[Saved entries]
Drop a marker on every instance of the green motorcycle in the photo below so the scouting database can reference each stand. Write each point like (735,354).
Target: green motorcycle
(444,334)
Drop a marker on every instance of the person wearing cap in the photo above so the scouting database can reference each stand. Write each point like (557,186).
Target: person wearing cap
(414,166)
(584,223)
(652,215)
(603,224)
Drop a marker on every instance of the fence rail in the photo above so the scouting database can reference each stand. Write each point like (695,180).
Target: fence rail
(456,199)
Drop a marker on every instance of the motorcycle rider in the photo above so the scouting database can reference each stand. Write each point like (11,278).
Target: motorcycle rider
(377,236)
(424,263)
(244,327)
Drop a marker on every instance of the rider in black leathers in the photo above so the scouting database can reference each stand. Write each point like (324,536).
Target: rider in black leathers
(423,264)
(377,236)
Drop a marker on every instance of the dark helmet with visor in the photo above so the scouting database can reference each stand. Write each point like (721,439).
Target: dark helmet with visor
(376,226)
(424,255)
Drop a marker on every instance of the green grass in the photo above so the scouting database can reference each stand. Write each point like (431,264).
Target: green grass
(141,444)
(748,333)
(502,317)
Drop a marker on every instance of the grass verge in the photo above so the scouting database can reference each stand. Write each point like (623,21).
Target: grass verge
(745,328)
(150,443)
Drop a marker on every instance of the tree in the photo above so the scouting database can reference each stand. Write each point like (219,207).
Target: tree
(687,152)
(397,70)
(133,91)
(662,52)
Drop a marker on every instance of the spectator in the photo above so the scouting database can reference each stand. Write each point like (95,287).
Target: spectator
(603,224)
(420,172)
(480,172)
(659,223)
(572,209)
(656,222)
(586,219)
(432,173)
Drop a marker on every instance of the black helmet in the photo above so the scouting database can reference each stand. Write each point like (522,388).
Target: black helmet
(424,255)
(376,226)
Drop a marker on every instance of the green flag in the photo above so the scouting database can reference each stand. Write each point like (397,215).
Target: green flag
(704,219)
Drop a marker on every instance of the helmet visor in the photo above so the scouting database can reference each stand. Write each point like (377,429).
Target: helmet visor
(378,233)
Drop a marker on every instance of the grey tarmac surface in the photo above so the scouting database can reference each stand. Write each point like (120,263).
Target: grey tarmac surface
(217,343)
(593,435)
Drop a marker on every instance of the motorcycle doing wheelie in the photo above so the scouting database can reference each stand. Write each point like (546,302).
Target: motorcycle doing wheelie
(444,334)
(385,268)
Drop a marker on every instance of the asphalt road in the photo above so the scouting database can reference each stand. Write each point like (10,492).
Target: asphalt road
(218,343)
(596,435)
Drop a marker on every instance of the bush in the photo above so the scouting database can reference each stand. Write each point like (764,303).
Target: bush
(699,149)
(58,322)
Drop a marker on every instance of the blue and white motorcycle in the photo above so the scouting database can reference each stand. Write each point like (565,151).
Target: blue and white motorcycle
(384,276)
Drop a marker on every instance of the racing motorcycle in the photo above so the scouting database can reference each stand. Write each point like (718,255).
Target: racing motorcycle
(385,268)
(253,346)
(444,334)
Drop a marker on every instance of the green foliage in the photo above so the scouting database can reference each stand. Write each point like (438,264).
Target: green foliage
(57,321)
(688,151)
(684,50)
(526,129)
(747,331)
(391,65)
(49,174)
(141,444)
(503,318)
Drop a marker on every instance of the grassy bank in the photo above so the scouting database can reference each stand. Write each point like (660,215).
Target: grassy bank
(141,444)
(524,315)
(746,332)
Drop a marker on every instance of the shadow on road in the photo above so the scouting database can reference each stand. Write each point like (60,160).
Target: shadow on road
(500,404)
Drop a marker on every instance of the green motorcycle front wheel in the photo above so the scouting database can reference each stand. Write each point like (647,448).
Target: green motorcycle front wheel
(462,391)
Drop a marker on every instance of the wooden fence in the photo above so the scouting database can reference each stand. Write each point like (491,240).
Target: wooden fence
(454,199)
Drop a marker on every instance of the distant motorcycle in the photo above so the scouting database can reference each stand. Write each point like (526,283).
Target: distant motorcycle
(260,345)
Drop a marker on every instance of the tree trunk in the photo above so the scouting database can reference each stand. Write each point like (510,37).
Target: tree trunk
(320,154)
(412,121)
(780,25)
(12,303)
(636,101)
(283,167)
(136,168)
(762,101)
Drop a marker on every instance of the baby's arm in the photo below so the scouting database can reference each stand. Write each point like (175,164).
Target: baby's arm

- REQUIREMENT -
Every line that holds the word "below" should be copied from the records above.

- ANSWER TO THIS TASK -
Drop a marker on every instance of the green motorcycle in the photo below so the scouting database can reference each stand. Write each point like (735,354).
Drop a marker on every instance of the baby's arm in the photo below so the scouting database can reference each stand. Write each point like (175,164).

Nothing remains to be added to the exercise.